What you should do =>
Rewrite the lines below as a numbered list, leaving out any blank lines.

>>>>>

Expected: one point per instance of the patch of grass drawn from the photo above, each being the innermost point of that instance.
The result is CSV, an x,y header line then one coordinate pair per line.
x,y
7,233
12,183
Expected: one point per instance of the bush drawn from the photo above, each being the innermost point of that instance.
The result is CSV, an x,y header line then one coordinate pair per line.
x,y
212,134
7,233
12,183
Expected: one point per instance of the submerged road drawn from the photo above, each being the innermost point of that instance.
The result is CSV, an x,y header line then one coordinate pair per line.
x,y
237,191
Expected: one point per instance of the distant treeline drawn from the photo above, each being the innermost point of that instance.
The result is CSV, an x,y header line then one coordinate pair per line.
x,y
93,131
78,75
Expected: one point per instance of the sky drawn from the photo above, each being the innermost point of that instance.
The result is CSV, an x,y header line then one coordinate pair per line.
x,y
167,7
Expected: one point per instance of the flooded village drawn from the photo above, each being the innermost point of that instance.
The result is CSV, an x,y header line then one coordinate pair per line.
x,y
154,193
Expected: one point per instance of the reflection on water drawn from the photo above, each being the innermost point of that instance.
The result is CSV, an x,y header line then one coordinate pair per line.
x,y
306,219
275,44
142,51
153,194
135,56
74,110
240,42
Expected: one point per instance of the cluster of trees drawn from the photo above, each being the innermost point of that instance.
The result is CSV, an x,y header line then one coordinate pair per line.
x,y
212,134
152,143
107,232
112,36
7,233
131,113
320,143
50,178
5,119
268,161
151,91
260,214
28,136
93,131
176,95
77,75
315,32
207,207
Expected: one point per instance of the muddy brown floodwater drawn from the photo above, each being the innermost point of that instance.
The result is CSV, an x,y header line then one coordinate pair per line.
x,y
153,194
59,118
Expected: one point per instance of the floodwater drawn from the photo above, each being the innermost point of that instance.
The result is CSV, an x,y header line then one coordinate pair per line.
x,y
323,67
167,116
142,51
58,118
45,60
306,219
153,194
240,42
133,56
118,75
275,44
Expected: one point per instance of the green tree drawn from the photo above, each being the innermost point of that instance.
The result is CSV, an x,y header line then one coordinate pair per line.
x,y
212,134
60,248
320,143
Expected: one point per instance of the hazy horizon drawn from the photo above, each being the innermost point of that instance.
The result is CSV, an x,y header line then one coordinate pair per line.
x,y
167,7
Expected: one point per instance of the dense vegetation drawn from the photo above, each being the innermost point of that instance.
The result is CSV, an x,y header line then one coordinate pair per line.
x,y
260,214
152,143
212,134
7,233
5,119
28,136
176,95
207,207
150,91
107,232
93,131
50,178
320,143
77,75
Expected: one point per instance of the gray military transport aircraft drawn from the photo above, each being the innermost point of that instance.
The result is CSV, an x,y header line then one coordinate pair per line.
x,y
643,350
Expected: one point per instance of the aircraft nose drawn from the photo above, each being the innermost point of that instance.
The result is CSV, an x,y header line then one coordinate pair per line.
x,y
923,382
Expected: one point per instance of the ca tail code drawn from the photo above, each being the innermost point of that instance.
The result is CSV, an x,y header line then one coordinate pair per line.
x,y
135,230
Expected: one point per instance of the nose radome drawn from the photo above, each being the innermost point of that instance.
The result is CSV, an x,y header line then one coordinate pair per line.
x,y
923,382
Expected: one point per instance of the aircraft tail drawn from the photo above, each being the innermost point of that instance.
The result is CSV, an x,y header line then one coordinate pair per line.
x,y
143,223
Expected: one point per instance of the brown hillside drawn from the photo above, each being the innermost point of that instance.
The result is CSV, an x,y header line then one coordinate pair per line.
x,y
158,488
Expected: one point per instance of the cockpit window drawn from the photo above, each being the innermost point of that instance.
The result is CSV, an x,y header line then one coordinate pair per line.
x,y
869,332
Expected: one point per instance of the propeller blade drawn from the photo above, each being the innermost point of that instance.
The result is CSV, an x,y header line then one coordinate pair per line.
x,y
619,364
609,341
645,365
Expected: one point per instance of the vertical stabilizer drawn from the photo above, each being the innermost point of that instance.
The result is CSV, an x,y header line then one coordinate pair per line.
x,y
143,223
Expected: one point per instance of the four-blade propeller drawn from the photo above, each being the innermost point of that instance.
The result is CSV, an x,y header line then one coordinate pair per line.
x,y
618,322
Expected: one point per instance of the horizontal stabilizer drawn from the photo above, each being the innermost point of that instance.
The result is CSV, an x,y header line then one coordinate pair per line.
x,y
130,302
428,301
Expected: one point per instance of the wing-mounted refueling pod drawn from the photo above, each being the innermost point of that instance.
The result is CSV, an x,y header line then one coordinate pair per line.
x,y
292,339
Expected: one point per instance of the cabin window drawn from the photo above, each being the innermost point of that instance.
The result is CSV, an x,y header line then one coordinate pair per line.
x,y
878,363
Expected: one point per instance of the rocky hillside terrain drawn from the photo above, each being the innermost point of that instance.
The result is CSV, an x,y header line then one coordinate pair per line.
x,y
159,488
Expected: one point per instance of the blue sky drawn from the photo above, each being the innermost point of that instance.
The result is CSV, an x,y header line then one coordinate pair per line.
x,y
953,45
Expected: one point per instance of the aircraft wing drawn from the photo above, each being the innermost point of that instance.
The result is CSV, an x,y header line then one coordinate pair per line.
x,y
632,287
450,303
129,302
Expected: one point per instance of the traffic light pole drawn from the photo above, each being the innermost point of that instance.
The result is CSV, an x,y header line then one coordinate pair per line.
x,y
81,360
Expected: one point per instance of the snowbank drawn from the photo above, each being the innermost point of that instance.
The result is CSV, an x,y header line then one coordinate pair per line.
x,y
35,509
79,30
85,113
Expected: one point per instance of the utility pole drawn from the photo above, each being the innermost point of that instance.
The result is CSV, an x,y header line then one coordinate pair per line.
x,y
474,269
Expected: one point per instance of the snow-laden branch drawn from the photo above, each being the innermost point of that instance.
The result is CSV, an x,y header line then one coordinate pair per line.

<<<<<

Problem solution =>
1. Expected: one point per instance of the patch of grass drawn from the photo above, each being the innermost point of that instance.
2. The result is CSV, an x,y header line then one coordinate pair per line.
3. x,y
4. 7,233
5. 12,183
6. Expected: one point per instance of the bush drawn from the photo above, each being the innermost point of that instance.
7. The result is CSV, an x,y header line then one coordinate pair per line.
8. x,y
9. 212,134
10. 7,233
11. 12,183
12. Expected: one point per instance of the submerged road drawn from the photo above, each being the innermost point of that instance.
13. The result is CSV, an x,y header line then one coordinate pair per line.
14. x,y
15. 237,191
16. Expected: one point per instance of the distant treeline drawn from the photo above, each being the innermost point of that instance.
17. The result is CSV, an x,y header line then one coordinate pair per line.
18. x,y
19. 93,131
20. 78,75
21. Expected: one point per instance of the sky drawn from the photo above, each being the innermost point of that instance.
22. The result is CSV, an x,y header line then one coordinate pair per line.
23. x,y
24. 167,7
25. Expected: one point per instance of the flooded village drawn from the photo above, each being the innermost point of that instance.
26. The result is CSV, an x,y header line then one coordinate pair per line.
27. x,y
28. 154,193
29. Expected: one point per instance of the reflection on water drawn from the photo above, each being the innermost point of that instance.
30. The result is CSV, an x,y header line then one coordinate pair per line.
31. x,y
32. 306,219
33. 275,44
34. 142,51
35. 153,194
36. 135,56
37. 74,110
38. 240,42
39. Expected: one point per instance of the cluster of trees drawn from the photo above, each being the innermost point of that instance.
40. The result is CSV, an x,y header line then one coordinate pair per line.
41. x,y
42. 212,134
43. 152,143
44. 107,232
45. 112,36
46. 7,233
47. 131,113
48. 320,143
49. 50,178
50. 5,119
51. 268,161
52. 151,91
53. 260,214
54. 28,136
55. 93,131
56. 176,95
57. 77,75
58. 315,32
59. 207,207
60. Expected: one point per instance of the muddy brown floodwater drawn from the photo above, each being the innermost point of that instance.
61. The result is CSV, an x,y header line then one coordinate pair per line.
62. x,y
63. 153,194
64. 59,118
65. Expected: one point per instance of the floodwater drawn from the photo above, each being the innermost point of that instance.
66. The result is CSV, an x,y header line then one coordinate pair per line.
67. x,y
68. 323,67
69. 167,116
70. 142,51
71. 58,118
72. 45,60
73. 306,219
74. 153,194
75. 240,42
76. 133,56
77. 118,75
78. 275,44
79. Expected: one point per instance of the green tree drawn from the photo above, each being the innermost point of that instance.
80. The result is CSV, an x,y header line then one coordinate pair per line.
81. x,y
82. 212,134
83. 60,248
84. 320,143
85. Expected: one point per instance of the hazy horizon drawn from the photo above, each being the innermost point of that instance.
86. The result is CSV, an x,y header line then one coordinate pair per line.
87. x,y
88. 167,7
89. Expected: one point per instance of the dense vegetation drawn from the photo above, each being the innermost point of that instance.
90. The result is CSV, an x,y header line then one coordinate pair per line.
91. x,y
92. 260,214
93. 152,143
94. 212,134
95. 7,233
96. 5,119
97. 28,136
98. 176,95
99. 207,207
100. 150,91
101. 107,232
102. 93,131
103. 50,178
104. 320,143
105. 77,75
106. Expected: one point per instance of the gray military transport aircraft drawn from the photo above, each being the innermost point of that instance.
107. The result is CSV, an x,y header line then one coordinate pair per line.
108. x,y
109. 643,350
110. Expected: one point per instance of the aircraft nose drawn from the photo above, each being the innermost point of that instance.
111. The result is CSV, an x,y header line then one coordinate pair per line.
112. x,y
113. 923,382
114. Expected: one point per instance of the ca tail code drawn from the photo above, each being the innermost point of that instance.
115. The result is CSV, an x,y header line then one coordinate pair per line.
116. x,y
117. 135,230
118. Expected: one point per instance of the nose radome drawn from the photo above, each being the innermost point of that instance.
119. The result is CSV, an x,y header line then one coordinate pair per line.
120. x,y
121. 923,382
122. Expected: one point per instance of the aircraft tail drawn from the photo above, each being the innermost point of that instance.
123. The result is CSV, an x,y header line then one coordinate pair per line.
124. x,y
125. 143,223
126. Expected: one point per instance of the brown hillside drawn from the photo above, each being the innermost point of that instance.
127. The result is CSV, an x,y header line then one coordinate pair per line.
128. x,y
129. 158,488
130. Expected: one point per instance of the cockpit window drawn from the photo above, each being the innermost point of that instance.
131. The result is CSV, an x,y header line then one coordinate pair per line.
132. x,y
133. 869,332
134. Expected: one point per instance of the propeller blade drawn from the photo above, each being the innermost point of that instance.
135. The result is CSV, an x,y header line then one coordinate pair per line.
136. x,y
137. 619,364
138. 609,341
139. 645,365
140. Expected: one point per instance of the vertical stabilizer drawn from the photo above, each being the innermost point of that instance.
141. The result is CSV, an x,y header line then one coordinate pair per line.
142. x,y
143. 143,223
144. Expected: one point per instance of the four-blade propeller drawn from the photo above, each being the innermost point of that instance.
145. The result is CSV, an x,y header line then one coordinate pair per line.
146. x,y
147. 618,322
148. Expected: one point per instance of the horizontal stabilizer drawn from the photo above, each being the innermost point of that instance.
149. The result is CSV, an x,y header line then one coordinate pair per line.
150. x,y
151. 130,302
152. 428,301
153. Expected: one point per instance of the wing-mounted refueling pod drawn from the photo above, each being the innermost point of that instance.
154. The result is CSV, an x,y header line then one coordinate pair per line.
155. x,y
156. 292,339
157. Expected: one point per instance of the cabin window drawn from the photo above, each being the innermost point of that instance.
158. The result is CSV, an x,y header line then one coordinate pair per line.
159. x,y
160. 878,363
161. Expected: one point per instance of the rocky hillside terrain drawn from the photo above, each being the innermost point of that instance.
162. The result is CSV, an x,y header line then one coordinate pair per line.
163. x,y
164. 159,488
165. Expected: one point per instance of the blue sky drawn from the photo above, each being the innermost point of that instance.
166. The result is CSV, an x,y header line then one coordinate pair per line.
167. x,y
168. 953,45
169. Expected: one point per instance of the aircraft wing drawn from the photo above, each being the innermost point of that instance.
170. The result is CSV, an x,y header line then one coordinate pair per line.
171. x,y
172. 632,287
173. 450,303
174. 129,302
175. Expected: one point per instance of the traffic light pole drawn from the photo above, each being the innermost point of that instance.
176. The result is CSV, an x,y header line then one coordinate pair per line.
177. x,y
178. 81,360
179. Expected: one point per instance of the snowbank drawn from the photo above, each being the innermost point of that instance.
180. The result is CSV, an x,y header line then one coordinate pair per line.
181. x,y
182. 35,509
183. 79,30
184. 85,113
185. Expected: one point per instance of the utility pole drawn from the photo above, each being the innermost point of that instance.
186. The result is CSV, an x,y header line then one coordinate pair per line.
187. x,y
188. 474,269
189. Expected: one point per instance of the snow-laden branch drawn from the photo above, each being the innermost point of that instance.
190. The result is CSV, an x,y header line then one coordinate pair per line.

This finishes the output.